╭─ TASK INPUTS

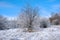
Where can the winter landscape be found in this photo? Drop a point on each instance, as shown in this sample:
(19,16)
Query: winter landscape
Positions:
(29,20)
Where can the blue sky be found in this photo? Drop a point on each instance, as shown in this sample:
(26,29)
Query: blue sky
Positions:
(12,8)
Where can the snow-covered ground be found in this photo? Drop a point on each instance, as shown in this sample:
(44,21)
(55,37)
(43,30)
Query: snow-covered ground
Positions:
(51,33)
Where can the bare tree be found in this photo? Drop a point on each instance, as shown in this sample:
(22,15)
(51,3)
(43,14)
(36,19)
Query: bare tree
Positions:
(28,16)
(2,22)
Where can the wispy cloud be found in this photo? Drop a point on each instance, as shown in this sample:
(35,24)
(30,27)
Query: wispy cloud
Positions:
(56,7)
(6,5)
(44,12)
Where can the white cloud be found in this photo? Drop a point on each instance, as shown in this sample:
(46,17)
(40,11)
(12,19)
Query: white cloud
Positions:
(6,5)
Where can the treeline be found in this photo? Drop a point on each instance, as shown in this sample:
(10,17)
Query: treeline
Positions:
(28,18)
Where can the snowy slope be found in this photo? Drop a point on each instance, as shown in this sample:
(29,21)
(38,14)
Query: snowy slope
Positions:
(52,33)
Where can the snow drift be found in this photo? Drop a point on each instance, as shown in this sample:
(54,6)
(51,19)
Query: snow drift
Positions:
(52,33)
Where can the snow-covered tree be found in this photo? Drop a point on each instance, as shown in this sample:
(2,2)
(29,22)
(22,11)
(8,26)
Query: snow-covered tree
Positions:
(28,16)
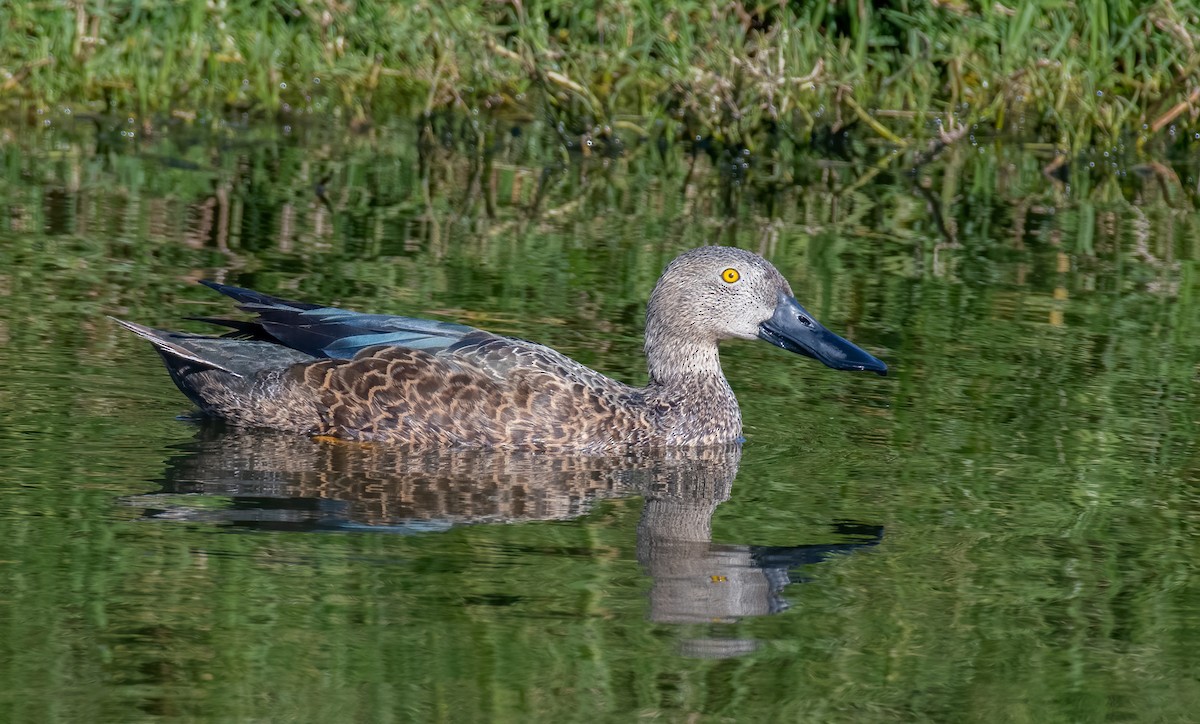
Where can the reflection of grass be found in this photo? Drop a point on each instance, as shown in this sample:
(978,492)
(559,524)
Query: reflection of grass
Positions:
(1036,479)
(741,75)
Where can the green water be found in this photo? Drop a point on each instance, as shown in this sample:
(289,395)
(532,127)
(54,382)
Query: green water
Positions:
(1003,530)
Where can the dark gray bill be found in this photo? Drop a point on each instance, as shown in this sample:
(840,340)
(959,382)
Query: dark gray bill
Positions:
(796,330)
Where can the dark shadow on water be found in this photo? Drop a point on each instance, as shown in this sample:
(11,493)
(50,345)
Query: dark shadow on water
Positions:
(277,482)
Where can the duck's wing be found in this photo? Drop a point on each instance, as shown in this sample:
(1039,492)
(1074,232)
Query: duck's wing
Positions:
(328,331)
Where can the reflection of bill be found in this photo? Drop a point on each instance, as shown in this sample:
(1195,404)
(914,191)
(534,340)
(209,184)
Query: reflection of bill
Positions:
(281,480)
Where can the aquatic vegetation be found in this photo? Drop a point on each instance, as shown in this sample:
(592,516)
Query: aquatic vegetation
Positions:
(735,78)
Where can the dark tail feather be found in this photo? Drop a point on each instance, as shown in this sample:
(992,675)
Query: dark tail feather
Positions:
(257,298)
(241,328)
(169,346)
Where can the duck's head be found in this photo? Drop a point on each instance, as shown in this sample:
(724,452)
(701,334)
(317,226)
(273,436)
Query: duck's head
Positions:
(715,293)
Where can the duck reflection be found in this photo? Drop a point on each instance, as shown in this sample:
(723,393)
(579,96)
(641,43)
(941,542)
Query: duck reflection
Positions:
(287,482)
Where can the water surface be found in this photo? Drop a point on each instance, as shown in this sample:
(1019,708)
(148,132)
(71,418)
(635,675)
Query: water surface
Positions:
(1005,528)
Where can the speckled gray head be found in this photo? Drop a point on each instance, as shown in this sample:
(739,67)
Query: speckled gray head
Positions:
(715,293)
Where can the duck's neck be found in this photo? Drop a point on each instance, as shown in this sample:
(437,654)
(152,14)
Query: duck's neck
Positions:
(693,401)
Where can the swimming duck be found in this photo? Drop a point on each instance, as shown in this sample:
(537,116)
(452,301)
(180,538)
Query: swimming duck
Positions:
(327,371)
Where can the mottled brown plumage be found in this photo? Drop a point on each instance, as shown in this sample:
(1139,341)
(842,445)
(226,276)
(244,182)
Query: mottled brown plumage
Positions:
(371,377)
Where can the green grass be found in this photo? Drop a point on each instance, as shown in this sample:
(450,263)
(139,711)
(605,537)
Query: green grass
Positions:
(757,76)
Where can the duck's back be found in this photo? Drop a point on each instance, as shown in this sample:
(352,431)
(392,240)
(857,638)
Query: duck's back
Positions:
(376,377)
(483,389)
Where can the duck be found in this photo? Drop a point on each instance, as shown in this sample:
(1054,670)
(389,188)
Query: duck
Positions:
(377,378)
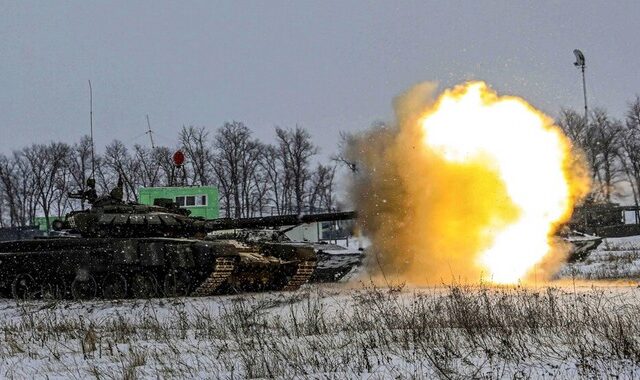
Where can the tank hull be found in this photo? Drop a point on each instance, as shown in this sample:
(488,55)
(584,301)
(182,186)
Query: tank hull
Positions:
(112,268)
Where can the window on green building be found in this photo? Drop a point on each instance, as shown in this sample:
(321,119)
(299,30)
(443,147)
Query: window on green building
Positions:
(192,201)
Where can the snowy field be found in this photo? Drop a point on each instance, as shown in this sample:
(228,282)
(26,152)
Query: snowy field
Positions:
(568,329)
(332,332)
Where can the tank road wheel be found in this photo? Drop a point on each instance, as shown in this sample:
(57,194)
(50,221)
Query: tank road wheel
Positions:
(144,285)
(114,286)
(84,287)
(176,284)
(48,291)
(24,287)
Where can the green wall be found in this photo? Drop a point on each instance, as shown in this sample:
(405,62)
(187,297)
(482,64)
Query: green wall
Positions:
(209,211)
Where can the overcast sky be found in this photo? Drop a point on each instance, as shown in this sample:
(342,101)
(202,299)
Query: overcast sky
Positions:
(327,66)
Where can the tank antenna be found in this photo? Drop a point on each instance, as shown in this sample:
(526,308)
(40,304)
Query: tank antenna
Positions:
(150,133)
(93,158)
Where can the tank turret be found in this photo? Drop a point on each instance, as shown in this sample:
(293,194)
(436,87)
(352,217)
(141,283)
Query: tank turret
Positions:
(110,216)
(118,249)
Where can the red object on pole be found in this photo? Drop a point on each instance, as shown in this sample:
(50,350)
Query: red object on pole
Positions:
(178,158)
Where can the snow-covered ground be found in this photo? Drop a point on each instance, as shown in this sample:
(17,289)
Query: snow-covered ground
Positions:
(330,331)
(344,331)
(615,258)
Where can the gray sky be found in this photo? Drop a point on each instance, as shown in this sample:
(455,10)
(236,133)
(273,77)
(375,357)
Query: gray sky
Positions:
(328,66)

╰─

SET PROBLEM:
All lines from the one with "Where can the red" through the final line above are to be quoted exactly; quote no other line.

PROBLEM SOLUTION:
Where can the red object on pole be found in this photo? Drop a point on each instance, as shown in this sample:
(50,350)
Query: red object on pole
Positions:
(178,158)
Where can the snow-covered ground be found in this photo? Drop a point on each instance, as shown in this sample:
(17,289)
Query: snow-covered ground
Positions:
(330,331)
(344,331)
(615,258)
Where can the gray sky be found in this photo? Drop a point on each instance, as shown in this sample:
(455,10)
(236,133)
(273,77)
(375,357)
Query: gray sky
Positions:
(328,66)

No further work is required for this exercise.